• _Requirement_
Recast everything in the listing below, from its first line down to the line containing "41 121 L 58", as a numbered list, skipping any blank lines. Leave the pictures out.

** Start **

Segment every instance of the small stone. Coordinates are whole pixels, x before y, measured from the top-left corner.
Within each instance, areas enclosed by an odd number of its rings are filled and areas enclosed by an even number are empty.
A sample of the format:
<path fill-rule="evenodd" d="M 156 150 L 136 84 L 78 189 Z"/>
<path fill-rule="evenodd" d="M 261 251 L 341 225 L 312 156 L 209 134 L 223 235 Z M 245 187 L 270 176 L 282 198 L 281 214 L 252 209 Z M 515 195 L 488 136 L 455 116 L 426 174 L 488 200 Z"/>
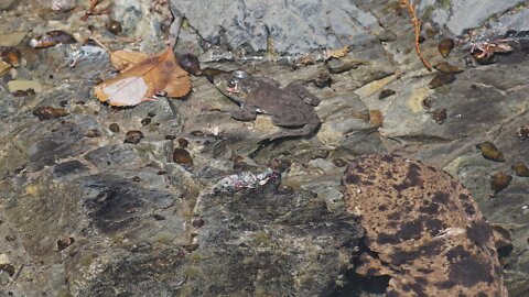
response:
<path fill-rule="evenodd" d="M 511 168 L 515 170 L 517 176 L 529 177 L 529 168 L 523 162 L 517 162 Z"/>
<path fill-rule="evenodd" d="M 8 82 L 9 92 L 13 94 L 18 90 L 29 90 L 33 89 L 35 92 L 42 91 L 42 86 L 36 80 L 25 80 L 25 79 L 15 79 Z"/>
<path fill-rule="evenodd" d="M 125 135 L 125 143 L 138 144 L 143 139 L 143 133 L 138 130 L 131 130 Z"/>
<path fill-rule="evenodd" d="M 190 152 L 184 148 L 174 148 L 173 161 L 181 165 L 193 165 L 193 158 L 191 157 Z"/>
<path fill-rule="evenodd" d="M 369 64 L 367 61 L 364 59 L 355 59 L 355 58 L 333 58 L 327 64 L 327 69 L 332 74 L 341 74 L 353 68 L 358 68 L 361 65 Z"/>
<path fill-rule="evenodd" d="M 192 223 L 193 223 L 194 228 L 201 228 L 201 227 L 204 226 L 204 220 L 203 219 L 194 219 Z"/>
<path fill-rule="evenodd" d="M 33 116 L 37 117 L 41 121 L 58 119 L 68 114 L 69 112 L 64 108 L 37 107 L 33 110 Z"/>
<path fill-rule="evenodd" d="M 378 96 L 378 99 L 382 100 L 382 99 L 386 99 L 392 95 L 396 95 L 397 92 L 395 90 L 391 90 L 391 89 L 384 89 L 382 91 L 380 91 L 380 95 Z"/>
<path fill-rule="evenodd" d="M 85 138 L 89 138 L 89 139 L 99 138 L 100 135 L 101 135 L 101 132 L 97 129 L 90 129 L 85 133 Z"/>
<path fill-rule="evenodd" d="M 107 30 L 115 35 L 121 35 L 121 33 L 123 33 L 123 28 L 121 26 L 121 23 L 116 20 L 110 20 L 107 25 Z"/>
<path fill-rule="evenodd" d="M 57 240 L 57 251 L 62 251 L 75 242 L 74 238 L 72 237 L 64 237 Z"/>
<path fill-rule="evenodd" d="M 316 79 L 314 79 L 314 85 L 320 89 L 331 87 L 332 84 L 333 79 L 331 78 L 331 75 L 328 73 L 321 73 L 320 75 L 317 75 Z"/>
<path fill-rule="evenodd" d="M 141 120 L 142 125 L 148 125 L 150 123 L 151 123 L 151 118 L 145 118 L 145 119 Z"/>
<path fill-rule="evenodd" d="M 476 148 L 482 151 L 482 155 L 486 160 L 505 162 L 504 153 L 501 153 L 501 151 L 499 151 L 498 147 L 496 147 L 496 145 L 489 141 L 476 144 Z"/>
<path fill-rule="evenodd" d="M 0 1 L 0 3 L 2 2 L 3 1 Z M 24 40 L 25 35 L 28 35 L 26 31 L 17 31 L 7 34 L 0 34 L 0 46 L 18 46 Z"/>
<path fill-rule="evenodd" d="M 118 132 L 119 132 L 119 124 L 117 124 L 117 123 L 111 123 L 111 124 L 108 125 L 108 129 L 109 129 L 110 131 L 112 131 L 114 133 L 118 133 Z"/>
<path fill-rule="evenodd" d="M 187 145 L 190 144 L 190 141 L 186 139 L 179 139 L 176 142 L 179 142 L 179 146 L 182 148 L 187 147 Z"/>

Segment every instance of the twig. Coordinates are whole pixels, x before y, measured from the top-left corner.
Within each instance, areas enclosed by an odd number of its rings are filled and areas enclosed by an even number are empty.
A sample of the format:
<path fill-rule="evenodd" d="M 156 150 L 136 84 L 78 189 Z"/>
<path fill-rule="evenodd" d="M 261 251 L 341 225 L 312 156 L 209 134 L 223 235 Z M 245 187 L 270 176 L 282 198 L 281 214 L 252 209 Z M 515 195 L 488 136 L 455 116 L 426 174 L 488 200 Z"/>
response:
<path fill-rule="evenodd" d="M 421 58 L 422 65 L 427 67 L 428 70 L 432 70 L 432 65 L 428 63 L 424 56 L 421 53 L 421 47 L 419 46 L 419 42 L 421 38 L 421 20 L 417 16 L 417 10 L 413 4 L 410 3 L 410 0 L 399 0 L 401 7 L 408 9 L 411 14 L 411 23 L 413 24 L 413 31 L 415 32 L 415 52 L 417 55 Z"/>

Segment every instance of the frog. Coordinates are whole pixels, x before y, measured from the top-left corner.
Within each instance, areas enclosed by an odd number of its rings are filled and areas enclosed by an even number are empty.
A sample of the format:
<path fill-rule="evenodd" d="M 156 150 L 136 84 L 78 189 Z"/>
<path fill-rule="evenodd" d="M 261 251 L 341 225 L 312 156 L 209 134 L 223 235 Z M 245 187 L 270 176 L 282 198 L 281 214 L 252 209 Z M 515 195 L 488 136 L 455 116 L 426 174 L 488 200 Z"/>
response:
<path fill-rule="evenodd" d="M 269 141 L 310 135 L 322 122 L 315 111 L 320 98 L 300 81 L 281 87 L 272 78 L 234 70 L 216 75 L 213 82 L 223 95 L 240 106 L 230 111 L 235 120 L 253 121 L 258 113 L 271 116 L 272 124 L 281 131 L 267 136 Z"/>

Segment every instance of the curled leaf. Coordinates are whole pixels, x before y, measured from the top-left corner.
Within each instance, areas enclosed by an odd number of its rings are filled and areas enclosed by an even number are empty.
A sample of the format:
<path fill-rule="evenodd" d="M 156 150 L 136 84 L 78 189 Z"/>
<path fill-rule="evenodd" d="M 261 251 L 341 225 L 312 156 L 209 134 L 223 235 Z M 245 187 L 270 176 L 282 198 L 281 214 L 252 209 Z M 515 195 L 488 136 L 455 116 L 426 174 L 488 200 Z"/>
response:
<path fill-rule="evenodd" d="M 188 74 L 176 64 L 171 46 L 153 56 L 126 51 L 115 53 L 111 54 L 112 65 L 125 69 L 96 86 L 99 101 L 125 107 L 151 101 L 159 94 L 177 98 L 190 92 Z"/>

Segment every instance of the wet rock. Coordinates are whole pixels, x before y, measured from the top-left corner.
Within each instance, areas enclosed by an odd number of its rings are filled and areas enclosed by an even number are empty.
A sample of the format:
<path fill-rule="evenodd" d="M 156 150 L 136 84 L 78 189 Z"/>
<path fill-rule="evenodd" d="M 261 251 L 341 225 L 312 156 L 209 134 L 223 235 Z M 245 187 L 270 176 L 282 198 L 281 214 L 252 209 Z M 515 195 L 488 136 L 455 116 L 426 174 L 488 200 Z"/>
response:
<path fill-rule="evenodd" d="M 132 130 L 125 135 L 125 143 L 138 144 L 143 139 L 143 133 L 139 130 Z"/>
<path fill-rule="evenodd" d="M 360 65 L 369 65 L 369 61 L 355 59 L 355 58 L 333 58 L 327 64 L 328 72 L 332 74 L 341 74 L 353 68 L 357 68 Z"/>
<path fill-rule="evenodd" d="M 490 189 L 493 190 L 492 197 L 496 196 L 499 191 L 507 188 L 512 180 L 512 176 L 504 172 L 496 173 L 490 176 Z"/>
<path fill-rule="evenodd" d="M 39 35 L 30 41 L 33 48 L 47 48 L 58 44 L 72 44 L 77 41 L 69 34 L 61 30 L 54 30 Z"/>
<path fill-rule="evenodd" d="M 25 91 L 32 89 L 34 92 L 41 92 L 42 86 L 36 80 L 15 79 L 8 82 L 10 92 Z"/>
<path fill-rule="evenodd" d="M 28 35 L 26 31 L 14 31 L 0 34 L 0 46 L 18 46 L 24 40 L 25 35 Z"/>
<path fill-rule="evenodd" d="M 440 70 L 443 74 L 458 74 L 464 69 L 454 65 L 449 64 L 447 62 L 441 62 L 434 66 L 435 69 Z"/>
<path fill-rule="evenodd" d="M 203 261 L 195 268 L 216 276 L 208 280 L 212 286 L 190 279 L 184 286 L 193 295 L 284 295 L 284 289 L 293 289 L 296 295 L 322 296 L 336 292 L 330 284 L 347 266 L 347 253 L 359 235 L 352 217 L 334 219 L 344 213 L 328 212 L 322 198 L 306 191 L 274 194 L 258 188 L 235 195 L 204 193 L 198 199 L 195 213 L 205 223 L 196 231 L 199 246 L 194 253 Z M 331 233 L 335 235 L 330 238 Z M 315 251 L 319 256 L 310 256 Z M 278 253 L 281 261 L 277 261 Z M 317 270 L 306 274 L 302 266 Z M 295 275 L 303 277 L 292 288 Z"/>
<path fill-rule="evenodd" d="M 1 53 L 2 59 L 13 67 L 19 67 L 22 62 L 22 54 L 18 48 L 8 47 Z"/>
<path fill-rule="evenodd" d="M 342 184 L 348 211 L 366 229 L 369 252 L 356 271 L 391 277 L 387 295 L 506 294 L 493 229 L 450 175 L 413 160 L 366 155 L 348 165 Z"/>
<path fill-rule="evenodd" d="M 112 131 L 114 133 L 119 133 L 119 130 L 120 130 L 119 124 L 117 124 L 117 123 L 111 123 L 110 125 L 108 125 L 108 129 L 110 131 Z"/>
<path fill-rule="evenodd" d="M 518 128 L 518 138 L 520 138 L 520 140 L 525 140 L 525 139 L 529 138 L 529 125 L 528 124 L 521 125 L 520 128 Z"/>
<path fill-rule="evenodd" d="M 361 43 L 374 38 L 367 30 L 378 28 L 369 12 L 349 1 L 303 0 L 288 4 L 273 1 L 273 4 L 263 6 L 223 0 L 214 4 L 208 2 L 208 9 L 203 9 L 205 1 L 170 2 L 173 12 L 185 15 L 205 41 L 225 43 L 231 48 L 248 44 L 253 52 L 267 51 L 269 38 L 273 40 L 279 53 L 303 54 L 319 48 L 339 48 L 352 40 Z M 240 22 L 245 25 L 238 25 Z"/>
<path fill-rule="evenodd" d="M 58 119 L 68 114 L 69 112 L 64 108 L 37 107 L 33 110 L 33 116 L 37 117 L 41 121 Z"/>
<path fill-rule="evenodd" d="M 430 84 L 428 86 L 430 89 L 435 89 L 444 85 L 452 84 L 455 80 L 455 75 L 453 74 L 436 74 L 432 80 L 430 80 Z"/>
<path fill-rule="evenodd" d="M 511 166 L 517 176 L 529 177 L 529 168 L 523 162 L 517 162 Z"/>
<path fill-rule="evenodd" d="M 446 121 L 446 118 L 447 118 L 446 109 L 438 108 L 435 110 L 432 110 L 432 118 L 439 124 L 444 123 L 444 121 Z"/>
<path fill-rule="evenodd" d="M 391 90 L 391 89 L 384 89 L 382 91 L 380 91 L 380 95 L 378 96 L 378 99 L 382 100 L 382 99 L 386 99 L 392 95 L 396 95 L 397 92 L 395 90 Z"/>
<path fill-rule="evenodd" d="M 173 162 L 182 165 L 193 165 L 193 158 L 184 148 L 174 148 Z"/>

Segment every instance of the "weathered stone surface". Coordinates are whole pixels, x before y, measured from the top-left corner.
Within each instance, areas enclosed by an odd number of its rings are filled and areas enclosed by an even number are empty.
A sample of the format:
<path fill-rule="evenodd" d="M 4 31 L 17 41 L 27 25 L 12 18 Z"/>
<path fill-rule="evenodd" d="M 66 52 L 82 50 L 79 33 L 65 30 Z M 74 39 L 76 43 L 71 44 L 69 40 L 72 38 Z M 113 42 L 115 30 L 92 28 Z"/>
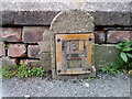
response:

** End **

• _Correct result_
1. Segment every instance of the small stone. Coordinates are whole pixels, x before y, measured from the top-left corner.
2. Within each instance, areas enclosed by an odd number of its rings are filled and areas enclosed by an even number are empty.
3. A sample of the format:
4. <path fill-rule="evenodd" d="M 156 150 L 136 84 L 78 189 Z"/>
5. <path fill-rule="evenodd" d="M 261 251 L 341 225 L 312 156 L 209 134 L 223 235 Z M 245 187 L 270 176 L 282 198 L 281 214 L 252 209 Z M 515 195 L 488 136 L 455 116 L 426 174 L 488 200 Z"/>
6. response:
7. <path fill-rule="evenodd" d="M 511 168 L 515 170 L 517 176 L 529 177 L 529 168 L 523 162 L 517 162 Z"/>
8. <path fill-rule="evenodd" d="M 8 82 L 9 92 L 13 94 L 18 90 L 29 90 L 33 89 L 35 92 L 42 91 L 42 86 L 36 80 L 25 80 L 25 79 L 15 79 Z"/>
9. <path fill-rule="evenodd" d="M 125 135 L 125 143 L 138 144 L 143 139 L 143 133 L 138 130 L 131 130 Z"/>
10. <path fill-rule="evenodd" d="M 190 152 L 184 148 L 174 148 L 173 161 L 181 165 L 193 165 L 193 158 L 191 157 Z"/>
11. <path fill-rule="evenodd" d="M 369 64 L 367 61 L 364 59 L 355 59 L 355 58 L 333 58 L 327 64 L 327 69 L 332 74 L 341 74 L 353 68 L 358 68 L 361 65 Z"/>
12. <path fill-rule="evenodd" d="M 192 223 L 193 223 L 194 228 L 201 228 L 201 227 L 204 226 L 204 220 L 203 219 L 194 219 Z"/>
13. <path fill-rule="evenodd" d="M 33 116 L 37 117 L 41 121 L 58 119 L 68 114 L 69 112 L 64 108 L 37 107 L 33 110 Z"/>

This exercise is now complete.